Instructions to follow:
Each entry below is to be reproduced exactly, though any pictures it holds must be omitted.

Task inputs:

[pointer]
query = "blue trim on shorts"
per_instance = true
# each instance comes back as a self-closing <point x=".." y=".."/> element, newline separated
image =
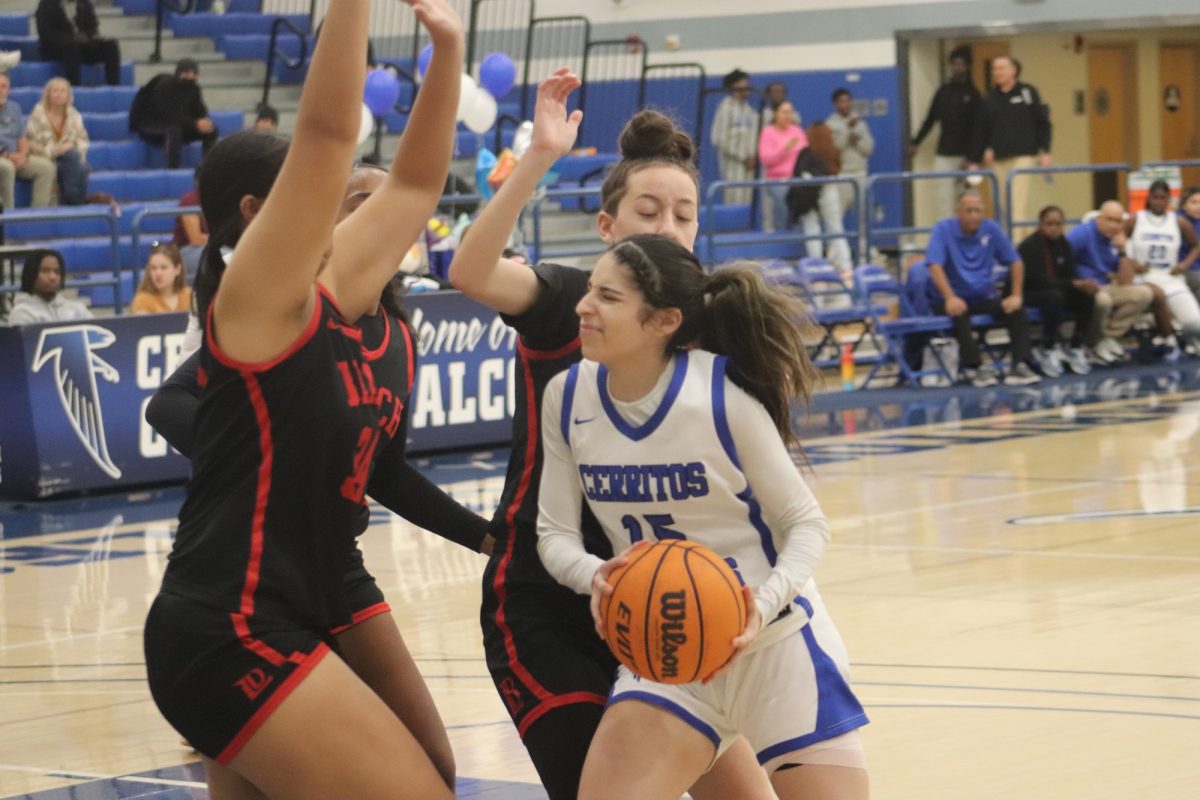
<point x="721" y="422"/>
<point x="673" y="708"/>
<point x="640" y="432"/>
<point x="838" y="710"/>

Task response:
[pointer]
query = "blue trim on shorts"
per_instance = true
# each instance comes back as a self-closing <point x=".." y=".."/> element, newline separated
image =
<point x="721" y="422"/>
<point x="673" y="708"/>
<point x="640" y="432"/>
<point x="838" y="710"/>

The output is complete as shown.